Items from a dataset:

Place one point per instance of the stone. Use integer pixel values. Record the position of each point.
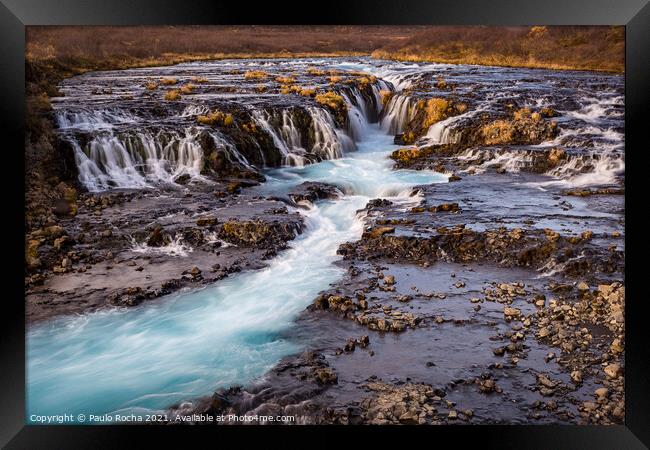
(511, 312)
(576, 376)
(601, 392)
(325, 376)
(612, 370)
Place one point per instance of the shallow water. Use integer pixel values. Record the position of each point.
(187, 345)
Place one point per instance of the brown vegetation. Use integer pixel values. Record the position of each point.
(554, 47)
(331, 100)
(172, 94)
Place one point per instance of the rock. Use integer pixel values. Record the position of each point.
(325, 375)
(612, 370)
(157, 238)
(363, 341)
(487, 386)
(380, 231)
(601, 392)
(509, 312)
(409, 418)
(576, 376)
(206, 221)
(546, 382)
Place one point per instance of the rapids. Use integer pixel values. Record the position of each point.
(150, 357)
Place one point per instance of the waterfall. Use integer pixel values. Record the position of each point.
(137, 159)
(329, 141)
(397, 113)
(287, 138)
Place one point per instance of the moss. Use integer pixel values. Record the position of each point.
(497, 132)
(172, 94)
(331, 100)
(405, 155)
(307, 92)
(256, 75)
(285, 80)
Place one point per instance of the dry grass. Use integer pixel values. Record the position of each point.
(172, 95)
(285, 80)
(83, 48)
(331, 100)
(256, 75)
(554, 47)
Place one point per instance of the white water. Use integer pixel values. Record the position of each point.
(187, 345)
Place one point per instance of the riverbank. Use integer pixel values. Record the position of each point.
(495, 297)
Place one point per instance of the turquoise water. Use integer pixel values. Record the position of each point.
(183, 346)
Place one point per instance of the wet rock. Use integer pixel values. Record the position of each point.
(312, 191)
(325, 375)
(206, 221)
(158, 238)
(612, 370)
(350, 345)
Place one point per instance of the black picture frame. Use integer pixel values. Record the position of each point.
(16, 14)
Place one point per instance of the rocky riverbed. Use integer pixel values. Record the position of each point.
(496, 296)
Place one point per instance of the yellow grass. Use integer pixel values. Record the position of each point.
(256, 75)
(331, 99)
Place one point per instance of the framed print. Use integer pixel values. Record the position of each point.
(407, 217)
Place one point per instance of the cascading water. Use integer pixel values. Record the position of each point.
(177, 348)
(150, 357)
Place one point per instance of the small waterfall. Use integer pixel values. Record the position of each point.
(329, 141)
(442, 132)
(287, 138)
(137, 159)
(397, 113)
(230, 151)
(357, 119)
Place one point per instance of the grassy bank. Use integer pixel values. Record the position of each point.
(577, 48)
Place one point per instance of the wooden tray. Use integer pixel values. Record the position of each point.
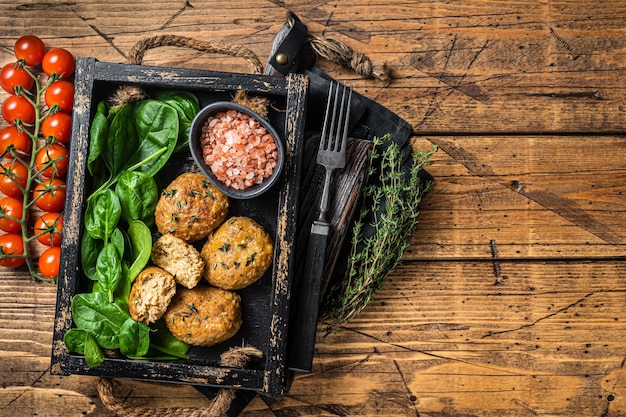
(265, 303)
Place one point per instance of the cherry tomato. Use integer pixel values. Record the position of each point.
(12, 76)
(30, 49)
(58, 61)
(14, 142)
(11, 208)
(49, 262)
(18, 108)
(57, 126)
(60, 93)
(50, 195)
(11, 244)
(52, 160)
(52, 225)
(13, 177)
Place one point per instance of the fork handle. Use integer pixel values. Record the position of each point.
(325, 199)
(301, 343)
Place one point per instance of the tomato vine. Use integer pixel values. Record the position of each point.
(34, 156)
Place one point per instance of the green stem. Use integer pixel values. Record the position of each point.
(113, 179)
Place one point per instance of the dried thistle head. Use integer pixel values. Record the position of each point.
(127, 94)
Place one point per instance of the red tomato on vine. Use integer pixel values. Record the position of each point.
(11, 244)
(12, 76)
(11, 212)
(14, 142)
(60, 93)
(52, 225)
(30, 49)
(18, 108)
(13, 178)
(57, 126)
(52, 159)
(58, 61)
(49, 262)
(50, 195)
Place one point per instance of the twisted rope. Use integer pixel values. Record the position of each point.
(340, 53)
(233, 358)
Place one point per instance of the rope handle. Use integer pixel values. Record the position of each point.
(136, 54)
(234, 358)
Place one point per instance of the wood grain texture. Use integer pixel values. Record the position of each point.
(511, 300)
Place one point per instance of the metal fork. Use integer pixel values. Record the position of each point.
(332, 149)
(331, 155)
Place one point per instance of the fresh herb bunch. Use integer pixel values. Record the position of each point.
(391, 199)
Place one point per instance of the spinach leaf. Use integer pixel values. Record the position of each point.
(141, 241)
(98, 134)
(118, 239)
(93, 353)
(163, 345)
(74, 340)
(187, 106)
(138, 194)
(109, 270)
(80, 341)
(93, 313)
(157, 127)
(134, 338)
(121, 293)
(121, 141)
(89, 250)
(102, 214)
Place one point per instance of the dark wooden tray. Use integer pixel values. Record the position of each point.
(265, 303)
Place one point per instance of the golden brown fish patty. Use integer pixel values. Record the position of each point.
(204, 316)
(190, 207)
(237, 254)
(151, 294)
(179, 258)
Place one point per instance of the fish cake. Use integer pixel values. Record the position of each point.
(204, 316)
(151, 294)
(237, 254)
(190, 207)
(179, 258)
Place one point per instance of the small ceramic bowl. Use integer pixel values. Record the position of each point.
(196, 148)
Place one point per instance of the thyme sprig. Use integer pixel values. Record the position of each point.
(391, 199)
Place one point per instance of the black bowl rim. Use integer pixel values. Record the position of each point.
(196, 153)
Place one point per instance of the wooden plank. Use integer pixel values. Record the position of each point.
(535, 196)
(440, 337)
(477, 67)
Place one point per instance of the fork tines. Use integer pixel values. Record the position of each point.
(335, 131)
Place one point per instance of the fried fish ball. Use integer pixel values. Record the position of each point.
(190, 207)
(151, 294)
(237, 254)
(204, 316)
(179, 258)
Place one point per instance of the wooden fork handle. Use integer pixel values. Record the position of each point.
(301, 343)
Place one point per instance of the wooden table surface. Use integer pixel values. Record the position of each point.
(526, 102)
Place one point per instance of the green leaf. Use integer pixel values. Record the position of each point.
(187, 106)
(93, 354)
(138, 194)
(141, 240)
(134, 338)
(89, 250)
(102, 214)
(122, 140)
(109, 269)
(98, 134)
(93, 313)
(74, 340)
(157, 128)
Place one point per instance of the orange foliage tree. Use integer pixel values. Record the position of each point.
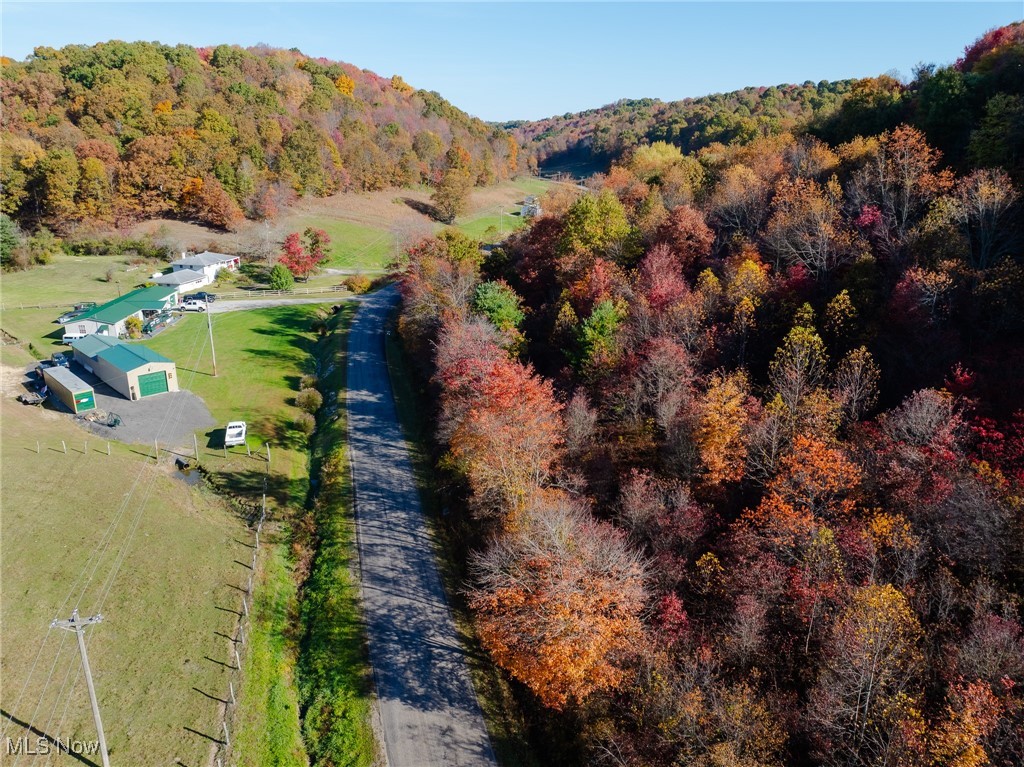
(813, 486)
(509, 439)
(557, 602)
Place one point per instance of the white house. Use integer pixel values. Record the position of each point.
(206, 262)
(183, 281)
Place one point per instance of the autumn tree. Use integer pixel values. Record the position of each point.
(984, 200)
(438, 280)
(814, 487)
(59, 173)
(302, 254)
(720, 433)
(806, 225)
(856, 383)
(594, 225)
(557, 601)
(280, 278)
(900, 178)
(798, 373)
(500, 304)
(686, 232)
(509, 439)
(864, 699)
(451, 195)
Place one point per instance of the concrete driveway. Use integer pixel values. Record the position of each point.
(429, 712)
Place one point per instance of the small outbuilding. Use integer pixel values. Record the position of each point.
(110, 318)
(70, 389)
(132, 370)
(183, 281)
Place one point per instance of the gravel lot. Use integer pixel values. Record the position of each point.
(171, 418)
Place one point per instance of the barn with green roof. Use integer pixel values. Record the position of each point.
(131, 369)
(109, 318)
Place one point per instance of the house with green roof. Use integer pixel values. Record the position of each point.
(130, 369)
(109, 318)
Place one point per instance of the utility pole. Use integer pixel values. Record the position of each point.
(78, 625)
(209, 325)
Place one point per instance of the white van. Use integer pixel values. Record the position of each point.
(235, 433)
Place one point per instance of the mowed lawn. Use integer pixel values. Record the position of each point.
(67, 281)
(353, 246)
(169, 573)
(261, 355)
(492, 227)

> _PROBLEM DETAILS_: Each record above should be retyped exactly, with no pictures carried over.

> _ANSWER_:
Place one point per instance of the stone. Use integer pixel values. Record the position of each point.
(511, 312)
(576, 376)
(601, 392)
(325, 376)
(612, 370)
Place one point per instance of the shallow water. Use integer pixel values. Record the position of each point.
(187, 345)
Place one point per instance of the brown vegetation. Use integer pixel values. Record the position of each point.
(554, 47)
(331, 100)
(172, 94)
Place one point per instance of the rock. Use integer pixel values. Record the position of each point.
(325, 375)
(612, 370)
(157, 238)
(363, 341)
(487, 386)
(380, 231)
(601, 392)
(509, 312)
(409, 418)
(576, 376)
(206, 221)
(546, 382)
Place one point per instance of the rapids. Use integer pixel values. Record the position of each point.
(150, 357)
Place one point per instance of the waterfall. Use integer pixel values. Record the position of each point.
(137, 159)
(329, 141)
(397, 113)
(287, 138)
Place one point per instance of the moss. Use integer pixel values. Record the position of each point.
(497, 132)
(172, 94)
(331, 100)
(405, 155)
(307, 92)
(256, 75)
(285, 80)
Place one point per instance of the dry grass. Use integer pixel values. Record the position of each point.
(172, 95)
(285, 80)
(83, 48)
(331, 100)
(256, 75)
(554, 47)
Place one point per instance of the white water. Use integer pixel values. Record the position of each point.
(187, 345)
Place one point per instance of the riverbank. Use integer pixel values. Record the position of each point.
(495, 297)
Place one point per instance of the turquoise water. Use integer pixel values. Record the position of each point.
(183, 346)
Place one point per instance of the wet rock. Use integer pixel values. Record the position of each point.
(312, 191)
(325, 375)
(206, 221)
(158, 238)
(612, 370)
(350, 345)
Place one point per instance of the black picture frame. Use integer pixel values. Record the position of each point.
(16, 14)
Place one point per instance of the rocky riverbed. Use integer pixel values. Record the position of each point.
(496, 296)
Place one point per instance of the yellow grass. Use integer pixel values. Record the position of each point.
(256, 75)
(331, 99)
Place one point per instance of the framed print. Use integer pixel values. Record the position of each point.
(407, 217)
Place one point per instance of the cascading water. Use integer pixel values. Record the position of each point.
(177, 348)
(150, 357)
Place one point per instance of the small waterfall. Use integer pixel values. Record the position of each point.
(329, 141)
(442, 132)
(287, 138)
(137, 159)
(397, 113)
(230, 151)
(357, 119)
Place one point per instance of the grassy bank. Use integer pixel values. Record the position of each point.
(577, 48)
Place one point per instance of the wooden tray. Use integer pixel values. Record the position of each point.
(265, 303)
Place one point per instance of the cherry tomato. Use integer pixel values. Record the position of each point.
(12, 76)
(30, 49)
(58, 61)
(14, 142)
(11, 208)
(49, 262)
(18, 108)
(57, 126)
(60, 93)
(50, 195)
(11, 244)
(52, 160)
(52, 225)
(13, 177)
Place one point per instance of the fork handle. Use integer pixel values. Record the position of each point.
(325, 199)
(301, 343)
Place one point per instance of the tomato vine. Use integer pixel values. Record the position of each point.
(34, 156)
Place one point per instance of the green stem. Use integer pixel values. Record the position of each point.
(113, 179)
Place one point per instance of the dried thistle head. Use integer pixel values. Record the position of each point.
(127, 94)
Place one point per instance of the red tomato on vine. Use integer pixel values. Record the position of each point.
(11, 244)
(12, 76)
(11, 212)
(14, 142)
(60, 93)
(52, 225)
(30, 49)
(18, 108)
(13, 178)
(57, 126)
(52, 159)
(58, 61)
(49, 262)
(50, 195)
Place one point per instance of the twisted rope. Use integer pixel values. Record the position of each point.
(340, 53)
(233, 358)
Place one point per instance of the rope handle. Use integer pixel values. Record the position of each point.
(136, 54)
(234, 358)
Place one point per instance of the wood grain texture. Use integer pixel values. Record the position of each point.
(511, 300)
Place one point per instance of the metal fork. Use integer pixel values. Record the position of each point.
(332, 149)
(331, 155)
Place one point per instance of the fresh herb bunch. Use integer pixel values. Record the position of each point.
(391, 199)
Place one point per instance of the spinach leaf. Use integer pixel values. Record the position of each point.
(141, 241)
(98, 134)
(118, 239)
(93, 353)
(163, 345)
(74, 340)
(187, 106)
(138, 194)
(109, 270)
(80, 341)
(93, 313)
(157, 127)
(134, 338)
(121, 293)
(121, 141)
(89, 250)
(102, 214)
Place one point per instance of the dark wooden tray. Use integer pixel values. Record the position of each point.
(265, 303)
Place one point per instance of the golden brown fish patty. Use integer pixel values. Record the position of each point.
(204, 316)
(190, 207)
(237, 254)
(151, 294)
(179, 258)
Place one point per instance of the fish cake. Use integer pixel values. Record the position of each point.
(204, 316)
(151, 294)
(237, 254)
(190, 207)
(179, 258)
Place one point per instance of the small ceramic bowl. Use integer pixel values. Record the position of each point.
(196, 148)
Place one point per instance of the thyme sprig. Use integer pixel values. Record the position of each point.
(391, 199)
Place one point per instance of the black bowl rim. Use integer pixel values. Record the position of each point.
(196, 153)
Place one point per instance of the wooden plank. Use integer pixel values. Record the position of each point.
(535, 196)
(440, 337)
(477, 67)
Place one point per instance of the fork tines. Use integer pixel values. Record the position of each point.
(335, 131)
Place one point per instance of the fried fish ball. Use integer pixel values. Record the position of each point.
(190, 207)
(151, 294)
(237, 254)
(204, 316)
(179, 258)
Place one point per instance of the wooden fork handle. Use integer pixel values. Record the position of each point.
(301, 343)
Place one point per instance of the wooden table surface. Use integer pixel values. Record the position of each point.
(526, 102)
Place one point per instance of the green leaf. Use integer pixel values. Record the position of each point.
(187, 106)
(93, 354)
(138, 194)
(141, 240)
(134, 338)
(89, 250)
(102, 214)
(122, 140)
(109, 269)
(98, 134)
(93, 313)
(74, 340)
(157, 128)
Place one point per instance of the orange foliage tree. Use integer pixel values. Record the position of each point.
(813, 486)
(509, 439)
(557, 602)
Place one point per instance of the white house. Use integer pixel values. Record the position of each point.
(206, 262)
(183, 281)
Place one point per instance of the autumn tree. Use integer pixel values. Record the position of each point.
(984, 200)
(438, 280)
(814, 487)
(59, 173)
(302, 254)
(720, 433)
(806, 225)
(856, 383)
(594, 225)
(557, 601)
(280, 278)
(900, 178)
(798, 373)
(500, 304)
(686, 232)
(509, 439)
(864, 699)
(451, 195)
Place one point per instance of the concrete driveway. Use integer pixel values. Record the position of each point.
(429, 712)
Place one point per instance of the small outbuilding. Use integer pixel values. Record the position of each point.
(110, 318)
(70, 389)
(132, 370)
(183, 281)
Place one point per instance of the gravel lot. Use integer pixel values. Record the position of each point.
(171, 418)
Place one point per instance of the barn with green roof. Use integer pixel values. Record the position of each point.
(131, 369)
(109, 318)
Place one point per instance of the house with green roof. Use integer pixel values. Record the position of each point.
(130, 369)
(109, 318)
Place one point per instance of the utility pole. Use integer pixel values. Record the position of each point.
(78, 625)
(209, 325)
Place one point per instance of the white van. Use integer pixel values. Record the position of each point.
(235, 433)
Place one point per instance of the mowed lawn. Use integer pixel values. Record the position of each point.
(67, 281)
(353, 246)
(169, 573)
(261, 355)
(492, 227)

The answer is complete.